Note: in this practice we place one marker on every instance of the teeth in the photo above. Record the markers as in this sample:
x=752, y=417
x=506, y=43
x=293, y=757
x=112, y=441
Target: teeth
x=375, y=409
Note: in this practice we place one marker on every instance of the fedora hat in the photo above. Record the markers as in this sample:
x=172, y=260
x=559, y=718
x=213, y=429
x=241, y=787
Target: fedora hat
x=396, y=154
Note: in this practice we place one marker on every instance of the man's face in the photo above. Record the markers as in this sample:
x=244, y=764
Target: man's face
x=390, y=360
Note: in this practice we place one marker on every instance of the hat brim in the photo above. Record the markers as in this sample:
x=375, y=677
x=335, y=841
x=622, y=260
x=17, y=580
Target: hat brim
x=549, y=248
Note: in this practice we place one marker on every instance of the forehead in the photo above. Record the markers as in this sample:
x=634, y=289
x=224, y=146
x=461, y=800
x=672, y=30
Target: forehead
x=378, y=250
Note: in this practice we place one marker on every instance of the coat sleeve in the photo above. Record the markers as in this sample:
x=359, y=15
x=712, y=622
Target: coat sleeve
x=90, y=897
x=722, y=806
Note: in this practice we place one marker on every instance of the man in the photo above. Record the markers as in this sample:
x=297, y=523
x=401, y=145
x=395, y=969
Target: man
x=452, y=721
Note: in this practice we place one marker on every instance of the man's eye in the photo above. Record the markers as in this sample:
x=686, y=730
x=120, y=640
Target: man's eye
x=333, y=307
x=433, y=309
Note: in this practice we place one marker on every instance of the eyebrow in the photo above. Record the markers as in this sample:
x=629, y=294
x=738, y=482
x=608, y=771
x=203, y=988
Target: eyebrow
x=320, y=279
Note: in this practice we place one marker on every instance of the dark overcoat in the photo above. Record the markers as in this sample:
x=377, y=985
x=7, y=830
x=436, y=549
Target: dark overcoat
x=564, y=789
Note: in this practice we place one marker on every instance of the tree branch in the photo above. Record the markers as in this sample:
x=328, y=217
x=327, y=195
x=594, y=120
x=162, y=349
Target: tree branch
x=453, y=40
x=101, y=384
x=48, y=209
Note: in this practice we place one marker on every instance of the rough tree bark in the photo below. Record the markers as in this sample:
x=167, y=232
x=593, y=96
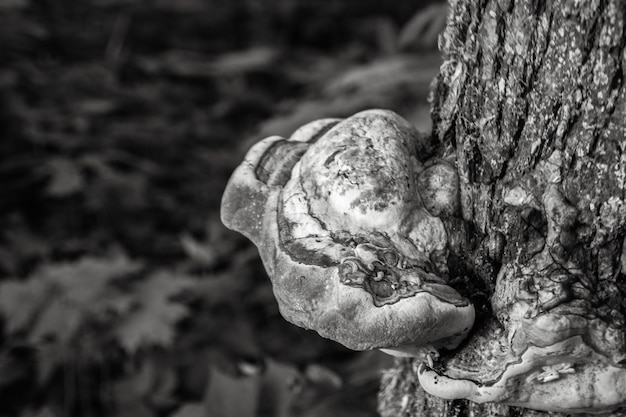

Aim of the exercise
Without the pictures, copy all of the entries exactly as they appear.

Response
Note: in this practice we place one marker on every instance of the teeth in the photo above. Record the markers as in this sample:
x=752, y=417
x=506, y=43
x=293, y=757
x=112, y=441
Target: teeth
x=375, y=409
Note: in this practice we place one marker on every instance of the fedora hat in the photo above. Record the markers as in this sample:
x=172, y=260
x=559, y=718
x=213, y=429
x=241, y=787
Target: fedora hat
x=396, y=154
Note: in this practice we place one marker on every instance of the man's face in the photo above. Record the markers as in this sample:
x=244, y=764
Target: man's face
x=390, y=360
Note: in this practice we place one marker on every instance of the hat brim in the photo above. Record the markers as in this sample:
x=375, y=677
x=335, y=841
x=622, y=260
x=17, y=580
Target: hat brim
x=549, y=248
Note: in this practice we place one marker on every instance of the forehead in the photo above. Record the markers as in this sample:
x=634, y=289
x=224, y=146
x=461, y=800
x=672, y=30
Target: forehead
x=378, y=250
Note: in this practice we place one marker on every instance of the coat sleeve in the photo above. Record the markers as in this sample:
x=359, y=15
x=712, y=622
Target: coat sleeve
x=90, y=897
x=722, y=806
Note: in this practice we place one marker on every instance of the man in the photo above. Record the markers as in this sample:
x=297, y=523
x=401, y=145
x=395, y=969
Target: man
x=452, y=721
Note: in this practice we place one marker on every instance of the man's eye in the photo above. Record the markers as in this sample:
x=686, y=730
x=120, y=640
Target: man's eye
x=333, y=307
x=433, y=309
Note: in this practice we place one marker on every instance of the eyebrow in the photo above. Record the markers as in this sample:
x=629, y=294
x=738, y=482
x=608, y=771
x=203, y=988
Target: eyebrow
x=320, y=279
Note: in this practice we place one marker on every instance of the dark overcoat in the photo above. Record the markers as in this sample:
x=377, y=985
x=7, y=830
x=436, y=549
Target: dark overcoat
x=564, y=789
Note: in this practice we place one marker on every instance of the tree branch in the photo above. Record the markers as in this sample:
x=328, y=217
x=327, y=195
x=594, y=120
x=162, y=349
Target: tree branch
x=453, y=40
x=101, y=384
x=48, y=209
Note: in this practice we place one marker on every instance of the rough tree bark in the photo below. Record the markers as in this sample:
x=167, y=232
x=593, y=96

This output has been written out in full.